Exercise details: Please repeat the data below in full, swapping "chain-link fence" for "wire fence" and leaving everything else unchanged.

---- Records supplied

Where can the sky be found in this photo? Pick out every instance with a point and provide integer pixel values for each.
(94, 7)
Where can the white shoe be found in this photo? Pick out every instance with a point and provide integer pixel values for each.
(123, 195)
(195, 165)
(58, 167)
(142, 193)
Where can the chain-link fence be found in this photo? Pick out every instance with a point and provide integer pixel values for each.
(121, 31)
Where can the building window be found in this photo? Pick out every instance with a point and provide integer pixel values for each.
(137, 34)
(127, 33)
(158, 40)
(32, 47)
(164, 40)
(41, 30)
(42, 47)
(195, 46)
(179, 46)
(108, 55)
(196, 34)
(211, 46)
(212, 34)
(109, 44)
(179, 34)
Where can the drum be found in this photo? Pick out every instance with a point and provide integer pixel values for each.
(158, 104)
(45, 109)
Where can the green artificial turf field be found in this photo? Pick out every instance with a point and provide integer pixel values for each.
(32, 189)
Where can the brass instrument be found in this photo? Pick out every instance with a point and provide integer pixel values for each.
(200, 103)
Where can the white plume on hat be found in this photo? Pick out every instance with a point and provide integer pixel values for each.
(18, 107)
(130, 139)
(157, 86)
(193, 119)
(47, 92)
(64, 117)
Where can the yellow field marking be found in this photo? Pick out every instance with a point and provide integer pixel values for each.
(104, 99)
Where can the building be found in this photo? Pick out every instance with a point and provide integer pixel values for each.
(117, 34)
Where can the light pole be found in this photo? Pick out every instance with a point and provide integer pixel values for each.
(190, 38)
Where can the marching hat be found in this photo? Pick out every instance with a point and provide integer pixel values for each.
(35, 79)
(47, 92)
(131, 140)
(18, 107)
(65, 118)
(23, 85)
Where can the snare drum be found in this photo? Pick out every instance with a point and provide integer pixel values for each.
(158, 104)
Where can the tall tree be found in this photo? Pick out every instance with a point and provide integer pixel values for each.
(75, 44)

--------

Exercise answer:
Where can the sky be found in this photo? Pick out every instance with a point and provide integer pixel values for each.
(94, 7)
Where can the white shoe be found in this photo? Pick out every instance with a point and provide integer pixel values for each.
(123, 195)
(195, 165)
(58, 167)
(142, 193)
Where can the wire fence be found in this photo? Pick out every instance with a point and provide integer pixel values for each.
(121, 31)
Where can the building window be found in this photo? Pick out every instance with a point and provide integer pixel values for each.
(137, 34)
(127, 33)
(158, 40)
(32, 47)
(164, 40)
(41, 30)
(42, 47)
(195, 46)
(179, 46)
(108, 55)
(196, 34)
(211, 46)
(212, 34)
(109, 44)
(179, 34)
Where can the drum be found in this photo? Pick out every instance with a point and provide integer pixel values for each.
(158, 104)
(45, 109)
Where can the green artificial turf field be found in this photo? Pick out every instance with a point and provide integer pixel values for each.
(32, 189)
Where can the brass instrument be found in this photo? Pick out every instance with a point and provide integer pixel values for each.
(200, 103)
Where can the white plume on hat be found in this photo? Pick out every instance with a point and provide integer pixel values for each.
(18, 107)
(130, 139)
(157, 86)
(193, 119)
(47, 92)
(64, 117)
Where can the yellow field marking be found in this photo? Pick out every instance with a point and provide integer pixel values for each.
(104, 99)
Where can the building be found in this photo? Pick out every instance with a point and provide integer pixel values for each.
(117, 34)
Where can the light pole be found in this photo? Pick out every instance with a point and provide integer pixel values for each.
(190, 38)
Where can the marching hat be found in this photo? Pick out every instance with a point and provide integer pixel values for each.
(35, 79)
(47, 92)
(131, 140)
(18, 107)
(65, 118)
(23, 85)
Where can the snare drum be found in this photo? Pick out every instance with a point and provide integer pixel values for each.
(158, 104)
Where can the tall tree be found in this photo? Pick out every instance with a point and provide integer pixel values for each.
(75, 44)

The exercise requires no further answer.